INSTRUCTIONS TO FOLLOW — Tally how many lines of the listing below contain the string "query", treating uppercase and lowercase as different, and give only the number.

(Box-labeled dataset extracts)
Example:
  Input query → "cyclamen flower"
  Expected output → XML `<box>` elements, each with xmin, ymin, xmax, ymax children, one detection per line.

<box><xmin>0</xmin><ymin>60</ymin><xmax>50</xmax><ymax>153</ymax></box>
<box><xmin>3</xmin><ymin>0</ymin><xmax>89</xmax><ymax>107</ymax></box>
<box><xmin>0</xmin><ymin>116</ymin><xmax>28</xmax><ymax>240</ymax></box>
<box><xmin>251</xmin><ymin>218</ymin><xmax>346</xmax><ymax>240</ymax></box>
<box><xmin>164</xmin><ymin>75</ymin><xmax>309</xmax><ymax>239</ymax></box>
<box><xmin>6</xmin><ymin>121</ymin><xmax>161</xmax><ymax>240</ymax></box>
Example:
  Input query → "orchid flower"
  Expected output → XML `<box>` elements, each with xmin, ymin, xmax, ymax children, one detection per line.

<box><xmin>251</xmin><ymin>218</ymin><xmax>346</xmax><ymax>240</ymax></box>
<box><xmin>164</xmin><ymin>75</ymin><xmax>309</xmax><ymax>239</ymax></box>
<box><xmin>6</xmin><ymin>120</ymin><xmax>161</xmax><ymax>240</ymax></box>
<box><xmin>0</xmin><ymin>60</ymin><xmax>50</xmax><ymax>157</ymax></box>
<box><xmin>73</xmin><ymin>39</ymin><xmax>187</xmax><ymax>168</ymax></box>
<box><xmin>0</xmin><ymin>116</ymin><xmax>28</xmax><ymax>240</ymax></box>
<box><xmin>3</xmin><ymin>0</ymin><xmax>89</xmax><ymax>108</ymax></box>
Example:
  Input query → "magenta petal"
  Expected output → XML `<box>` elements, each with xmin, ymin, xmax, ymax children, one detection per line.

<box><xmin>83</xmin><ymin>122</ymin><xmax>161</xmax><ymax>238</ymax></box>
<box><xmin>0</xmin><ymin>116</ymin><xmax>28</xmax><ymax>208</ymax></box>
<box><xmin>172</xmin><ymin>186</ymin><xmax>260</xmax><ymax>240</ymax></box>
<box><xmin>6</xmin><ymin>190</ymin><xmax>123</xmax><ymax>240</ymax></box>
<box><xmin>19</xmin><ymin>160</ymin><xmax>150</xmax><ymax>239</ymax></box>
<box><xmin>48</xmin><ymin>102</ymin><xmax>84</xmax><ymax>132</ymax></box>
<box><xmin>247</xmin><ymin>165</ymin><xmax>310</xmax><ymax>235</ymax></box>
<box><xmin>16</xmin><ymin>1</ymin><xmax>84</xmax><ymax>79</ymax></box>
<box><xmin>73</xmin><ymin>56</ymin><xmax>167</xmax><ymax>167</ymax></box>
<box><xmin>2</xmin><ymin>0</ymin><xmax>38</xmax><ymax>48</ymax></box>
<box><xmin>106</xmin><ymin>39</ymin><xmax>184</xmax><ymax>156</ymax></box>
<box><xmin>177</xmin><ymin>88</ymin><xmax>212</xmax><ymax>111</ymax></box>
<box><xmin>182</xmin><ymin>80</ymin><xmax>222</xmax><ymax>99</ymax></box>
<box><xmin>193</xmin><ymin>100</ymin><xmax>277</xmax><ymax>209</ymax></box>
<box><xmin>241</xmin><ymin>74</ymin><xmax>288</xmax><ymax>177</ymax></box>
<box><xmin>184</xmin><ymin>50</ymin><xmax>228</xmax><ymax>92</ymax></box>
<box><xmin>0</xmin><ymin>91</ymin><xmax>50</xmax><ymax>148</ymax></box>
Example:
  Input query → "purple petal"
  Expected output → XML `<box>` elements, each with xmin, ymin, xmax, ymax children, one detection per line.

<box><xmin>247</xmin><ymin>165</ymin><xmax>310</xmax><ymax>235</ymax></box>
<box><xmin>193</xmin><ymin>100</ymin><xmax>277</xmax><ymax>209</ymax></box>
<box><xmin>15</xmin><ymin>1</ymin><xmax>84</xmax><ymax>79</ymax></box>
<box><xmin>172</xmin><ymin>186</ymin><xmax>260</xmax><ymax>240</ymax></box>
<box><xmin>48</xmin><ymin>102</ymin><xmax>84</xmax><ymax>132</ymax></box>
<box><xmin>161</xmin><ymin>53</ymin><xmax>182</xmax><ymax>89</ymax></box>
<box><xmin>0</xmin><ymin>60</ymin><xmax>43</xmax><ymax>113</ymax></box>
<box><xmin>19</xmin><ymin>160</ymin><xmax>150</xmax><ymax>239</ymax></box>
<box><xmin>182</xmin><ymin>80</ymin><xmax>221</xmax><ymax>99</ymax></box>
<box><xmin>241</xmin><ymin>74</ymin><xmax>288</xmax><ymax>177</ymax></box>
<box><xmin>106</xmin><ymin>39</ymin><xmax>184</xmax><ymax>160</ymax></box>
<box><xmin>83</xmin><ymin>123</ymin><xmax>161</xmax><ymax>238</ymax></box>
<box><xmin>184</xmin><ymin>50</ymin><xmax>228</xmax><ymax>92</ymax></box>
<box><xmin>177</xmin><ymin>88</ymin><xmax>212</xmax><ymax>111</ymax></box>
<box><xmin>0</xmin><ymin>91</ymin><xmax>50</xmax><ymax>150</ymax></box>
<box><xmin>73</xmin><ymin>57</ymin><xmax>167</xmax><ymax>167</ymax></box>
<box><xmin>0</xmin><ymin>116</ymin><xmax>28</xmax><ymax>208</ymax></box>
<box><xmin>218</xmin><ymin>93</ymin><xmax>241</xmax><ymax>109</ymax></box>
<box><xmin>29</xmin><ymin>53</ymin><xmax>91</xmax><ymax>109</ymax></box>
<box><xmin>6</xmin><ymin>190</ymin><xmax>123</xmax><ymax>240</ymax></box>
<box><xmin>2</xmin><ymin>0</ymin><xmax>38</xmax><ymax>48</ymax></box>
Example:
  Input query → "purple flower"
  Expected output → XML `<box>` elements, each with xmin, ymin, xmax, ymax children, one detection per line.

FINISHED ANSWER — 5